## [Questions]
1. In the ICU Management editorial, who discusses therapeutic hypothermia in the pre-hospital setting?
2. Reproduce the portion of the ICU Management editorial between "ICU Management &" and "group of patients.", inclusive.
3. Carry on the ICU Management editorial from its last sentence.

ICU Management & Practice, ICU Volume 9 - Issue 1 - Spring 2009

For the last few decades there has been an increasingly louder and more urgent discussion underway in the healthcare sector –that of our aging population and moreover, the difficulties and costs involved with treating this expanding group of patients.


As critical care managers we are faced with a growing challenge to maintain a high level of quality of care within our units, while dealing with increasing numbers of vulnerable elderly patients who are susceptible to a host of infections. In addition, we must balance the patients' treatment wishes with those of their family and the medical consensus of our own team.

In this ICU Management, Dr. Csomos tackles the issue of the cost-effectiveness of providing quality care to elderly patients, while Dr. Michaelson offers some thoughts on end-of-life care for these patients. Dr. Barraco brings us the final installment of his series on elderly care with an eyeopening focus on treatment of the frail elderly.


As many of us have seen the photo of the cardiac patient covered with frozen products from a supermarket freezer, we acknowledge that cooling of patients outside of the hospital has been done. In his contribution to this issue, Mike Clumpner discusses the studies – outlining the benefits, challenges and costs attached to using therapeutic hypothermia in the pre-hospital setting.


In our Management section, Dr. Vandijck and colleagues outline ways of measuring quality of life in the ICU; while Dr. Ondategui-Parra explains what every manager should know when it comes to cost-effectiveness analysis.

Dr. Pronovost takes time out of his busy schedule to discuss the simple (and not so simple) aspects of critical care with Managing Editor Sherry Scharff and reminds us of the powers we all have to initiate change within our teams.

## [Extracted information]
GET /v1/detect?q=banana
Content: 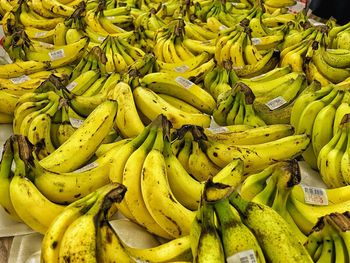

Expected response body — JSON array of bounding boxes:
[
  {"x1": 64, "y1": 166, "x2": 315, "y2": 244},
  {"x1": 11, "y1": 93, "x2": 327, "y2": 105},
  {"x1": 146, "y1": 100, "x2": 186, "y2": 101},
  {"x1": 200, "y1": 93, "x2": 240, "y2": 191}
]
[
  {"x1": 141, "y1": 72, "x2": 215, "y2": 114},
  {"x1": 191, "y1": 202, "x2": 225, "y2": 263},
  {"x1": 0, "y1": 137, "x2": 21, "y2": 221},
  {"x1": 41, "y1": 0, "x2": 75, "y2": 17},
  {"x1": 133, "y1": 87, "x2": 210, "y2": 128},
  {"x1": 206, "y1": 124, "x2": 294, "y2": 145},
  {"x1": 317, "y1": 116, "x2": 348, "y2": 188},
  {"x1": 0, "y1": 90, "x2": 18, "y2": 115},
  {"x1": 141, "y1": 117, "x2": 194, "y2": 237},
  {"x1": 26, "y1": 37, "x2": 89, "y2": 68},
  {"x1": 9, "y1": 136, "x2": 64, "y2": 234},
  {"x1": 295, "y1": 86, "x2": 338, "y2": 168},
  {"x1": 124, "y1": 235, "x2": 192, "y2": 262},
  {"x1": 311, "y1": 89, "x2": 344, "y2": 156},
  {"x1": 204, "y1": 134, "x2": 310, "y2": 173},
  {"x1": 41, "y1": 192, "x2": 98, "y2": 263},
  {"x1": 234, "y1": 50, "x2": 279, "y2": 78},
  {"x1": 122, "y1": 124, "x2": 171, "y2": 239},
  {"x1": 40, "y1": 101, "x2": 117, "y2": 172},
  {"x1": 58, "y1": 184, "x2": 126, "y2": 262},
  {"x1": 164, "y1": 139, "x2": 203, "y2": 210},
  {"x1": 214, "y1": 199, "x2": 265, "y2": 262},
  {"x1": 107, "y1": 82, "x2": 145, "y2": 138},
  {"x1": 229, "y1": 192, "x2": 313, "y2": 262}
]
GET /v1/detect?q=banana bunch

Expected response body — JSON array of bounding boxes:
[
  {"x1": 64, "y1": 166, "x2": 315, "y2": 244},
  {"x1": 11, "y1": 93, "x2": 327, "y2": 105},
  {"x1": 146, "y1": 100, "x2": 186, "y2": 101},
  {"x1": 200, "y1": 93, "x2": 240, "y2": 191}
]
[
  {"x1": 201, "y1": 127, "x2": 310, "y2": 174},
  {"x1": 106, "y1": 115, "x2": 194, "y2": 239},
  {"x1": 213, "y1": 82, "x2": 266, "y2": 127},
  {"x1": 215, "y1": 27, "x2": 283, "y2": 78},
  {"x1": 241, "y1": 160, "x2": 349, "y2": 236},
  {"x1": 240, "y1": 68, "x2": 308, "y2": 124},
  {"x1": 0, "y1": 135, "x2": 65, "y2": 234},
  {"x1": 290, "y1": 84, "x2": 349, "y2": 169},
  {"x1": 309, "y1": 35, "x2": 350, "y2": 84},
  {"x1": 317, "y1": 114, "x2": 350, "y2": 188},
  {"x1": 101, "y1": 36, "x2": 145, "y2": 73},
  {"x1": 305, "y1": 213, "x2": 350, "y2": 262},
  {"x1": 203, "y1": 61, "x2": 238, "y2": 102},
  {"x1": 190, "y1": 185, "x2": 313, "y2": 262},
  {"x1": 41, "y1": 183, "x2": 130, "y2": 262},
  {"x1": 0, "y1": 0, "x2": 17, "y2": 16},
  {"x1": 139, "y1": 66, "x2": 215, "y2": 114},
  {"x1": 326, "y1": 19, "x2": 350, "y2": 49},
  {"x1": 134, "y1": 8, "x2": 166, "y2": 52}
]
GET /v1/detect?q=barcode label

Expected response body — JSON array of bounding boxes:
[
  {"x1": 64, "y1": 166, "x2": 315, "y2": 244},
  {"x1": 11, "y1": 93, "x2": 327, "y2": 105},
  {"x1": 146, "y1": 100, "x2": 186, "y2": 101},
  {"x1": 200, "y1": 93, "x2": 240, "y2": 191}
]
[
  {"x1": 97, "y1": 37, "x2": 106, "y2": 42},
  {"x1": 49, "y1": 49, "x2": 65, "y2": 61},
  {"x1": 174, "y1": 65, "x2": 190, "y2": 73},
  {"x1": 69, "y1": 118, "x2": 84, "y2": 129},
  {"x1": 301, "y1": 185, "x2": 328, "y2": 205},
  {"x1": 252, "y1": 37, "x2": 262, "y2": 46},
  {"x1": 35, "y1": 31, "x2": 47, "y2": 37},
  {"x1": 66, "y1": 81, "x2": 78, "y2": 91},
  {"x1": 208, "y1": 127, "x2": 230, "y2": 133},
  {"x1": 10, "y1": 75, "x2": 30, "y2": 85},
  {"x1": 219, "y1": 25, "x2": 228, "y2": 31},
  {"x1": 175, "y1": 77, "x2": 194, "y2": 89},
  {"x1": 250, "y1": 73, "x2": 266, "y2": 80},
  {"x1": 265, "y1": 96, "x2": 287, "y2": 110},
  {"x1": 226, "y1": 249, "x2": 257, "y2": 263},
  {"x1": 74, "y1": 162, "x2": 98, "y2": 173},
  {"x1": 39, "y1": 42, "x2": 54, "y2": 48}
]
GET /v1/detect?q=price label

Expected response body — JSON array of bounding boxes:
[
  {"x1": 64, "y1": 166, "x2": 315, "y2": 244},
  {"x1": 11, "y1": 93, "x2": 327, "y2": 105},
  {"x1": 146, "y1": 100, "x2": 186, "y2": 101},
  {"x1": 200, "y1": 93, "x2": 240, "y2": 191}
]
[
  {"x1": 175, "y1": 77, "x2": 194, "y2": 89},
  {"x1": 265, "y1": 96, "x2": 287, "y2": 110},
  {"x1": 49, "y1": 49, "x2": 66, "y2": 61},
  {"x1": 219, "y1": 25, "x2": 228, "y2": 31},
  {"x1": 10, "y1": 75, "x2": 30, "y2": 85},
  {"x1": 252, "y1": 37, "x2": 262, "y2": 46},
  {"x1": 66, "y1": 81, "x2": 78, "y2": 91},
  {"x1": 226, "y1": 249, "x2": 258, "y2": 263},
  {"x1": 302, "y1": 185, "x2": 328, "y2": 205},
  {"x1": 97, "y1": 37, "x2": 106, "y2": 42},
  {"x1": 208, "y1": 127, "x2": 230, "y2": 134},
  {"x1": 69, "y1": 118, "x2": 84, "y2": 129},
  {"x1": 250, "y1": 73, "x2": 266, "y2": 80},
  {"x1": 35, "y1": 31, "x2": 47, "y2": 37},
  {"x1": 174, "y1": 65, "x2": 190, "y2": 73},
  {"x1": 39, "y1": 42, "x2": 54, "y2": 48},
  {"x1": 74, "y1": 162, "x2": 98, "y2": 173}
]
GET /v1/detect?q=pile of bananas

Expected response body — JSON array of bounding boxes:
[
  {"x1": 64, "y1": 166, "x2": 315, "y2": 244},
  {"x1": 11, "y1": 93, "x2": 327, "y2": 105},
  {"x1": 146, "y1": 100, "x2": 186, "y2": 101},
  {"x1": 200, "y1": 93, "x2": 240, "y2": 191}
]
[{"x1": 0, "y1": 0, "x2": 350, "y2": 263}]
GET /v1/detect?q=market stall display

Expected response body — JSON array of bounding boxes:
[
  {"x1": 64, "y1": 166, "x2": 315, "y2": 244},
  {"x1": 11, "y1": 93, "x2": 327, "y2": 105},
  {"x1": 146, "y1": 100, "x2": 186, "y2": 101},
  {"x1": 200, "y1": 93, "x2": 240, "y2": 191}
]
[{"x1": 0, "y1": 0, "x2": 350, "y2": 263}]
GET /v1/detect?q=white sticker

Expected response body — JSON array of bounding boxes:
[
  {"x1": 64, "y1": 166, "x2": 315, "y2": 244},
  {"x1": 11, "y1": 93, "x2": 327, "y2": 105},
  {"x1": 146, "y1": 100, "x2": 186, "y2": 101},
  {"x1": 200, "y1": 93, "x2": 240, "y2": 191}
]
[
  {"x1": 49, "y1": 49, "x2": 66, "y2": 61},
  {"x1": 251, "y1": 37, "x2": 262, "y2": 46},
  {"x1": 97, "y1": 37, "x2": 106, "y2": 42},
  {"x1": 219, "y1": 25, "x2": 228, "y2": 31},
  {"x1": 66, "y1": 81, "x2": 78, "y2": 91},
  {"x1": 174, "y1": 65, "x2": 190, "y2": 73},
  {"x1": 308, "y1": 18, "x2": 326, "y2": 26},
  {"x1": 301, "y1": 185, "x2": 328, "y2": 205},
  {"x1": 175, "y1": 77, "x2": 194, "y2": 89},
  {"x1": 35, "y1": 31, "x2": 47, "y2": 37},
  {"x1": 250, "y1": 73, "x2": 266, "y2": 80},
  {"x1": 208, "y1": 127, "x2": 230, "y2": 133},
  {"x1": 39, "y1": 42, "x2": 54, "y2": 48},
  {"x1": 10, "y1": 75, "x2": 30, "y2": 84},
  {"x1": 226, "y1": 249, "x2": 258, "y2": 263},
  {"x1": 74, "y1": 162, "x2": 98, "y2": 173},
  {"x1": 265, "y1": 96, "x2": 287, "y2": 110},
  {"x1": 69, "y1": 118, "x2": 84, "y2": 129}
]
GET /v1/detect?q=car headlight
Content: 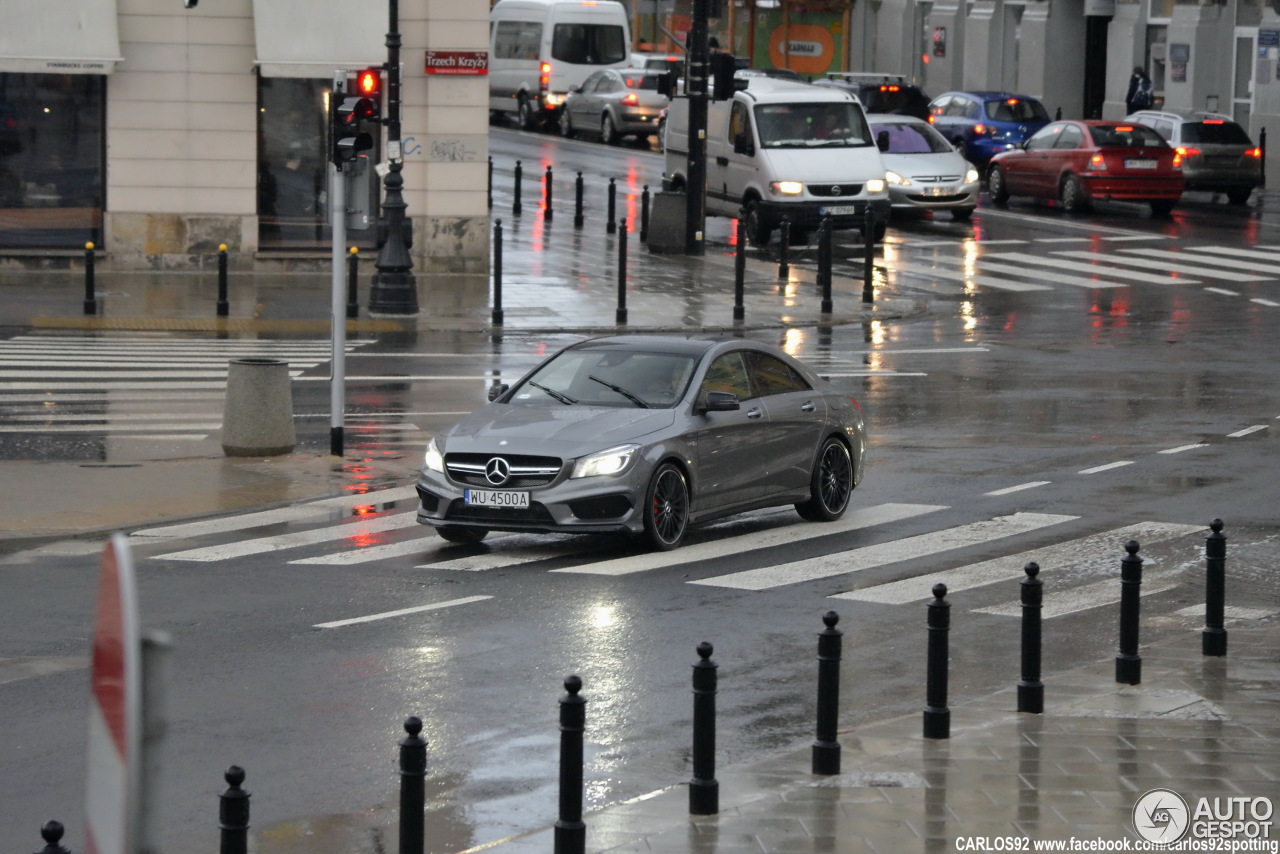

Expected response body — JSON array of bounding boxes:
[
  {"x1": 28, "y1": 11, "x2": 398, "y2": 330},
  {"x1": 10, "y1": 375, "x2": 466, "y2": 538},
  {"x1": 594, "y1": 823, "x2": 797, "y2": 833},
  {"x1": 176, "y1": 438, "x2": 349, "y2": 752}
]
[
  {"x1": 422, "y1": 437, "x2": 444, "y2": 472},
  {"x1": 570, "y1": 444, "x2": 640, "y2": 479}
]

## [Answers for the tasks]
1. Mike Clumpner.

2.
ICU Management & Practice, ICU Volume 9 - Issue 1 - Spring 2009

For the last few decades there has been an increasingly louder and more urgent discussion underway in the healthcare sector –that of our aging population and moreover, the difficulties and costs involved with treating this expanding group of patients.

3.
We travel to France this issue for our Country Focus for a discussion of current trends and reforms underway in hospitals throughout the country and the healthcare system as a whole. Dr. de la Fournière and colleagues highlight how France is dealing with the problems associated with an increasing number of elderly patients within their borders in his article on governance and geriatrics. To round out this focus, Philippe El Sair describes the mandates of the organisation he heads, the national union of hospital managerial staff (SNCH): an independent group which represents all hospital managerial staff, including administrative and technical staff, as well as doctors and nurses.


The challenge of caring for a rapidly aging population is just one of the struggles foreseen in the coming decades in our field. A common thread in this issue is the need within our community of critical care providers to join together, share data, experiences and challenges. It is only through this collaborative exchange, whether it be at congresses and symposia, through associations, networks or joint research projects that we will be able to obtain our communal goal of improving efficiency, safety and quality of care despite the changing environment of our ICUs.